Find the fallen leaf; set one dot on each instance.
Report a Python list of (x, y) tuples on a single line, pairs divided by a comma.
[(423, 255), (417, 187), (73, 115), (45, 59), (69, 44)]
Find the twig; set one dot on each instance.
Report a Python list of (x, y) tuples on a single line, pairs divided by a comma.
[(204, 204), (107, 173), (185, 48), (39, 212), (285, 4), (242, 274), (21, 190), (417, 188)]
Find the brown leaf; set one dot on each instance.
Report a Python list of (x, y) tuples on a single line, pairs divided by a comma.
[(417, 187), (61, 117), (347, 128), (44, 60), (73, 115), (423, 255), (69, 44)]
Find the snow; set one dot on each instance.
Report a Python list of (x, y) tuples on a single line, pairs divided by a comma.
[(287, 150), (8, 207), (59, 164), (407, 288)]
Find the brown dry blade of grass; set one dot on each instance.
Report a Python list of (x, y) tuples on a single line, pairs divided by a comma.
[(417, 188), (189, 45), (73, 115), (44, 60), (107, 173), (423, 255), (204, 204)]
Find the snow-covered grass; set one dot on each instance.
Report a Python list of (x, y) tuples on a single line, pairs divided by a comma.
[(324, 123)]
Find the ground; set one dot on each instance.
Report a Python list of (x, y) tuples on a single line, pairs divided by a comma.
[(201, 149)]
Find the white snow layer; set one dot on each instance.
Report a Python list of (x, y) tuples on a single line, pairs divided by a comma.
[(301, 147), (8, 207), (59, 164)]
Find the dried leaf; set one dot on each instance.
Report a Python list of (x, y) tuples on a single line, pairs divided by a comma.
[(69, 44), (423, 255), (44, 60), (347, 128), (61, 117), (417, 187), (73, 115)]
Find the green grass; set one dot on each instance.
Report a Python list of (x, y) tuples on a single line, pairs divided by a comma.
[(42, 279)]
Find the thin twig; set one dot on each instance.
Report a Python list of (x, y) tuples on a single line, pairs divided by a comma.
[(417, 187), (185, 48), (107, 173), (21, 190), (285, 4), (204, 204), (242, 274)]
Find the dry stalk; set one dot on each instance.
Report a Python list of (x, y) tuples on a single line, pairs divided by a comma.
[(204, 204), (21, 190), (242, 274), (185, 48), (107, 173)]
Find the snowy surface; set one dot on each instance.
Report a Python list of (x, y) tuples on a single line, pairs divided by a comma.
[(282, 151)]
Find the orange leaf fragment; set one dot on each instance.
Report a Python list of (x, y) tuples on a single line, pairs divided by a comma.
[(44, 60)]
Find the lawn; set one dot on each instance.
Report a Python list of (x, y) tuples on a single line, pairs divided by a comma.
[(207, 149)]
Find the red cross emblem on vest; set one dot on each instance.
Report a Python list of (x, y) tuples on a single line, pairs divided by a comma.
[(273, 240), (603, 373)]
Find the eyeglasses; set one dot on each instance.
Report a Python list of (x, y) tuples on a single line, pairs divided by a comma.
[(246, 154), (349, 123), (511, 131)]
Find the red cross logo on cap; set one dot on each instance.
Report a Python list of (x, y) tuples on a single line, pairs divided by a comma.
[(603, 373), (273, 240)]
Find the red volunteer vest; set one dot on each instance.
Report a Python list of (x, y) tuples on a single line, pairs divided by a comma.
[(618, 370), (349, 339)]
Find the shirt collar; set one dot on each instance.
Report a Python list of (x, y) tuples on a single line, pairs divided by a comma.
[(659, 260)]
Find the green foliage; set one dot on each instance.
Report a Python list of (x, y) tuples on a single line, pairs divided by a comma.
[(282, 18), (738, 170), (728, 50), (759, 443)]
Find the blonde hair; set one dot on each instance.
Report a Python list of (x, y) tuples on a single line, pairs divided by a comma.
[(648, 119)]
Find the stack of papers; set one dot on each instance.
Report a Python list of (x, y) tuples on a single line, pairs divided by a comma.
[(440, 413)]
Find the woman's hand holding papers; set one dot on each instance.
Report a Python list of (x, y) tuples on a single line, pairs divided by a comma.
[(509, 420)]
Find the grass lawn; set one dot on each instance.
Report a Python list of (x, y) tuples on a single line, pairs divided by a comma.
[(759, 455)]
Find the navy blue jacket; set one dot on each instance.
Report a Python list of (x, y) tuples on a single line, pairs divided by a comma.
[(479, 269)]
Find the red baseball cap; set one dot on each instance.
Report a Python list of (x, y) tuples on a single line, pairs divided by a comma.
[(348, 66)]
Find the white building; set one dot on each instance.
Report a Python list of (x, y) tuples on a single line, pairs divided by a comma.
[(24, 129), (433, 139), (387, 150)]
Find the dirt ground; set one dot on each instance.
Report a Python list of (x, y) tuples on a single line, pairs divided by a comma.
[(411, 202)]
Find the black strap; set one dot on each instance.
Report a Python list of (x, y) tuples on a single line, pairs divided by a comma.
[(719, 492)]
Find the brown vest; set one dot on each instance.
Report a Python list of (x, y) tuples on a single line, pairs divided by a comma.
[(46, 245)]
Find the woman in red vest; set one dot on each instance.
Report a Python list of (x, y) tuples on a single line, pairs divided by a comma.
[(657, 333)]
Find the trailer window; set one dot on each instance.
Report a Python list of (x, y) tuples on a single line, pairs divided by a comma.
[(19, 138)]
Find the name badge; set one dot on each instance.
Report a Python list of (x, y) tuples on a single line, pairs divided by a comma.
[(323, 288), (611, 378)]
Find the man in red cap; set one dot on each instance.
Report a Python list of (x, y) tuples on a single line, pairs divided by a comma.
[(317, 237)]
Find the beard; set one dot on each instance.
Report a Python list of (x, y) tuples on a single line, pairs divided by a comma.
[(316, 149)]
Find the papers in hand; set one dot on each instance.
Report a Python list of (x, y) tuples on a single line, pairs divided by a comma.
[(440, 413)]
----------
### Work task
Write each entry out again, exactly as it reads above.

### Answer space
Find the fallen leaf; set one dot on each instance.
Report a Python list of (x, y) tuples on a single line, pairs divided by a comma.
[(423, 255), (417, 187), (73, 115), (45, 59), (69, 44)]
Find the twig; set one dot on each instance.
Report a Python list of (x, y) tuples on a single line, pairs divided by a comma.
[(204, 204), (107, 173), (185, 48), (39, 212), (285, 4), (242, 274), (21, 190), (417, 188)]
Find the brown leaf; set one dot on each instance.
Report a Python list of (x, y) tuples on a single line, pairs divided by a comma.
[(417, 187), (61, 117), (347, 128), (44, 60), (73, 115), (423, 255), (69, 44)]
Find the snow; set one dot on each instance.
Report a Python list of (x, y) tuples on a single line, pairs divided by a comma.
[(287, 150), (8, 207), (59, 164), (407, 288)]
Find the brown dry blade of grass; set one dot on each instance.
Report a Python list of (x, y) tuples on a single line, pairs divided by a comma.
[(417, 188), (189, 45), (73, 115), (44, 60), (107, 173), (423, 255), (204, 204)]
Find the snow-covered grass; set one dot on each instance.
Report a Python list of (x, y) tuples on a single line, pairs divided by a comma.
[(324, 123)]
Find the ground; set one dot on each instance.
Report a Python list of (x, y) tuples on a single line, pairs divided by a comma.
[(201, 149)]
Find the white snow layer; set one dot on each instance.
Report a Python list of (x, y) tuples on a single line, pairs divided by a comma.
[(301, 147), (8, 207), (59, 164)]
Find the dried leaf; set one dot on each instance.
Report a Python list of (x, y) tuples on a single line, pairs divided by a comma.
[(69, 44), (423, 255), (44, 60), (347, 128), (61, 117), (417, 187), (73, 115)]
Find the green grass; set one dot on each instance.
Report a Python list of (x, y) tuples on a single line, pairs divided by a comma.
[(42, 279)]
Find the thin twig; set one dot on each instance.
Report a Python list of (x, y) tuples on a single line, pairs divided by a comma.
[(417, 187), (185, 48), (107, 173), (21, 190), (285, 4), (204, 204), (242, 274)]
Find the dry stalk; set one dot on each instance.
Report a Python list of (x, y) tuples on a single line, pairs divided by a comma.
[(204, 204), (21, 190), (242, 274), (185, 48), (107, 173)]
Find the snowy surface; set one dot on each instance.
Report a Python list of (x, y) tuples on a single line, pairs divided by a comma.
[(282, 151)]
Find the orange leaf fragment; set one dot on each instance.
Report a Python list of (x, y) tuples on a single line, pairs divided by a comma.
[(44, 60)]
Find the lawn; set one dot on each instance.
Report a Python list of (x, y) tuples on a single line, pairs divided by a comma.
[(207, 149)]
Find the red cross emblem on vest; set one dot on each instance.
Report a Python list of (x, y) tuples on a single line, pairs divided by a comma.
[(273, 240), (603, 373)]
Find the eyeglasses; set one dot on each instance.
Report a Python list of (x, y) tuples on a single line, pairs divided by a comma.
[(246, 154), (349, 123), (511, 131)]
Find the red cross logo on cap; set one dot on each instance.
Report a Python list of (x, y) tuples on a single line, pairs divided by a comma.
[(603, 373), (273, 240)]
Find the red volunteer vest; set one dot on each instance.
Report a Python list of (x, y) tuples on a single line, pairs divided by a comma.
[(618, 370), (349, 339)]
Find the shirt collar; set one dot on each instance.
Report a Python list of (x, y) tuples on a single line, pairs divided by a comma.
[(659, 260)]
Find the green foliage; set one dot on each instance.
Report a Python list of (x, y) tuples on a single line, pairs divided by a comma.
[(282, 18), (738, 170), (728, 50), (759, 443)]
Find the blonde hair; set one dot on each instance.
Report a Python list of (x, y) tuples on a single line, pairs divided by a comma.
[(648, 119)]
Find the stack of papers; set one dot on each instance.
Report a Python list of (x, y) tuples on a single line, pairs divided by a comma.
[(440, 413)]
Find the woman's hand holding papers; set one dot on each instance.
Report a Python list of (x, y) tuples on a single line, pairs divided by a comma.
[(509, 420)]
Find the grass lawn; set one dot on each instance.
Report a Python list of (x, y) tuples on a single line, pairs divided by a comma.
[(759, 455)]
Find the navy blue jacket; set one dot on each instance.
Report a Python list of (x, y) tuples on a single line, pairs divided by a comma.
[(479, 269)]
Find the red baseball cap; set one dot on each instance.
Report a Python list of (x, y) tuples on a single line, pairs divided by a comma.
[(348, 66)]
Find the white building; set one dot on each instance.
Report a Python list of (x, y) tuples on a single line, pairs divided by a comma.
[(24, 129), (433, 139), (387, 150)]
Find the dirt ground; set one dot on each instance.
Report a Python list of (x, y) tuples on a single line, pairs divided by a comma.
[(411, 202)]
Find the black strap; set one dot on each instance.
Report a Python list of (x, y) tuples on a single line, pairs divided by a comma.
[(719, 492)]
Find the brown vest; set one dot on each instance.
Report a Python list of (x, y) tuples on a single line, pairs divided by a comma.
[(46, 245)]
Find the woman in red vest; set one dot on each instance.
Report a Python list of (x, y) tuples on a single line, pairs divided by a comma.
[(657, 333)]
Find the trailer window; set one dot on each instance.
Report a Python list of (x, y) tuples on a single line, pairs divided by a comma.
[(19, 138)]
Find the name badge; set one dot on each instance.
Report a Python list of (x, y) tuples on a single line, pairs divided by a comma.
[(323, 288), (611, 378)]
Find the man in red cap; set one dot on each instance.
Report a Python list of (x, y) tuples on a single line, pairs divided by a comma.
[(317, 237)]
Find the beard; set one dot on each instance.
Report a Python list of (x, y) tuples on a single line, pairs divided by a comma.
[(316, 149)]
Find the papers in hand; set one dot on each instance.
Report a Python list of (x, y) tuples on a single line, pairs divided by a comma.
[(440, 413)]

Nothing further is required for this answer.